[SUPPLIED ENTRIES]
+++
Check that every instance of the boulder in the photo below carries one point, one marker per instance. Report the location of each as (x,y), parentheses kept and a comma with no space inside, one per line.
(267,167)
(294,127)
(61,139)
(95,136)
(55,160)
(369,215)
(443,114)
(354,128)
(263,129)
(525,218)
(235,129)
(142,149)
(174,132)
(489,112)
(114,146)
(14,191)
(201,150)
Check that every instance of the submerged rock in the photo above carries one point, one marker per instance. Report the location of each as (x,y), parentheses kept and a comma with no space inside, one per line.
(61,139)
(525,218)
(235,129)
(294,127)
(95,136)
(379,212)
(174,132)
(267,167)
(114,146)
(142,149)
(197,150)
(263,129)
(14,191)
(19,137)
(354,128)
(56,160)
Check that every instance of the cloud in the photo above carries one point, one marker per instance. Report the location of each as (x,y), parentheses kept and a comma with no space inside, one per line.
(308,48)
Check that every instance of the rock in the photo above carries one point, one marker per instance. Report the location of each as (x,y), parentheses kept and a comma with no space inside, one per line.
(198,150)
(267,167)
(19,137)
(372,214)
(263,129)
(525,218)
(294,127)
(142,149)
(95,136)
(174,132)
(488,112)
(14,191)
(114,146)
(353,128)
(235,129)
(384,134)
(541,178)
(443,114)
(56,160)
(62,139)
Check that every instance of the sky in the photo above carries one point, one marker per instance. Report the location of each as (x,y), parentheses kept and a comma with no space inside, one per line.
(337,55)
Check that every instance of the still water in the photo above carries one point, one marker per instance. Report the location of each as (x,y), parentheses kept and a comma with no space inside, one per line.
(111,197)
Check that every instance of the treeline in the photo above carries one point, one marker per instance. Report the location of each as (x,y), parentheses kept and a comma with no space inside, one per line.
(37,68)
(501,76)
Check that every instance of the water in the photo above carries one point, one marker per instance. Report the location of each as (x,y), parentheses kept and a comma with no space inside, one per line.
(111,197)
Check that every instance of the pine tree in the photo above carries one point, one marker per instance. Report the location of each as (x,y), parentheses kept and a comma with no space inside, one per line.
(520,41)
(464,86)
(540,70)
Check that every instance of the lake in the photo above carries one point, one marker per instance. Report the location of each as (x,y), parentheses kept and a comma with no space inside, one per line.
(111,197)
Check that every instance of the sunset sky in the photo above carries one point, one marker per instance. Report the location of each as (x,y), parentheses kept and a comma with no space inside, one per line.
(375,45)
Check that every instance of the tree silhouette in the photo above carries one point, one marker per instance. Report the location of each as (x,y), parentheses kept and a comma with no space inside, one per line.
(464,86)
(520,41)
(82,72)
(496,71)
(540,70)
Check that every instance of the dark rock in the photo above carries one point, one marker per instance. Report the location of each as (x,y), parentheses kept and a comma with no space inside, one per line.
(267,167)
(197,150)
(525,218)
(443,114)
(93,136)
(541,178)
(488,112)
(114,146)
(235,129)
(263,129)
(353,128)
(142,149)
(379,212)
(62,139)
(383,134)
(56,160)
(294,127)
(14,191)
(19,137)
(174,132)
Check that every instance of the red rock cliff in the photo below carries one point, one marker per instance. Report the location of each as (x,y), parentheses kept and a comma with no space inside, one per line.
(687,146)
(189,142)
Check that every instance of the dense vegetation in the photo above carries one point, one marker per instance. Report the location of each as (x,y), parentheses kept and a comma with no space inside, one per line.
+++
[WHAT TO WORK ON]
Each record, from first to last, should be returned verbatim.

[FINISHED EXERCISE]
Check that every instance of the boulder in the photo below carries one point, one marker per instance. Report the location of each as (x,y), parentheses kept and a comma with no space inside, one per line.
(267,167)
(294,127)
(61,139)
(95,136)
(55,160)
(369,215)
(443,114)
(354,128)
(263,129)
(525,218)
(235,129)
(142,149)
(174,132)
(489,112)
(114,146)
(14,191)
(201,150)
Check that every instance of the submerged rock in the photo above carries one point, one marker per instance. Report the location of each as (x,y), parentheses kept and a comma with no space inside, one per line.
(61,139)
(525,218)
(235,129)
(294,127)
(95,136)
(379,212)
(174,132)
(267,167)
(114,146)
(142,149)
(197,150)
(263,129)
(14,191)
(19,137)
(354,128)
(56,160)
Check that every instance of the cloud in the photo above carries one point, one marker per instance. Report the location of each as (x,y), parentheses kept and a comma with no space inside, one per line.
(308,48)
Check that every instance of the rock in the photo above carries one point, one marker per instance. Report the location of each as (x,y), parentheses kept and a comma with no space inside, one per line.
(198,150)
(267,167)
(19,137)
(372,214)
(263,129)
(525,218)
(294,127)
(142,149)
(95,136)
(174,132)
(488,112)
(14,191)
(114,146)
(353,128)
(235,129)
(384,134)
(541,178)
(443,114)
(56,160)
(62,139)
Check that every instance of the sky in the photo above carries one point, one marker per instance. Report the location of each as (x,y), parentheses kept and a comma with no space inside, one per line.
(337,55)
Check that every instance of the still water in the photo above carries one point, one marker per instance. Report the location of each as (x,y), parentheses kept and a comma with no space inside, one per line.
(111,197)
Check that every instance of the treeline in the photo above carries one point, one marker per instance. Report the location of each as (x,y), parentheses kept and a comma with no space inside, one per line.
(37,68)
(501,76)
Check that every instance of the water in the photo above carries one point, one marker per instance. Report the location of each as (x,y), parentheses kept and a comma with no space inside, one per line.
(111,197)
Check that every instance of the pine tree in the photo above carries one point, one marker per instance. Report the location of each as (x,y), parentheses kept and a comma with no space inside, one per line.
(520,41)
(464,86)
(540,70)
Check that every instance of the lake in the photo above carries one point, one marker per instance. Report the location of each as (x,y), parentheses kept and a comma with no space inside, one per line.
(111,197)
Check that every instance of the sunset sky in the photo above carries one point, one marker per instance. Report the location of each as (x,y), parentheses kept and a comma with no space inside, one per line.
(375,45)
Check that every instance of the tree silhouette in the photo above carries one point, one marker per instance. Report the location of each as (x,y), parentheses kept and a comma with no space inside, one per line.
(464,86)
(520,41)
(82,72)
(496,71)
(540,70)
Check that every instance of the dark rock in the photo above carries one point, one marker per instance. Report the location of each as (x,y), parentheses kept and a comma with no space inside, one per line.
(267,167)
(197,150)
(525,218)
(443,114)
(93,136)
(541,178)
(488,112)
(114,146)
(235,129)
(263,129)
(353,128)
(142,149)
(379,212)
(62,139)
(383,134)
(56,160)
(294,127)
(14,191)
(19,137)
(174,132)
Check that every instance of the red rock cliff in the photo below carries one point, one marker per instance. Report the location of each as (x,y), parentheses kept and a comma with no space inside, one per line.
(687,146)
(189,142)
Check that every instance of the dense vegetation in the photo above carries one point, one marker per instance. Report the location of each as (x,y), parentheses kept and a comma with no space inside, one per line.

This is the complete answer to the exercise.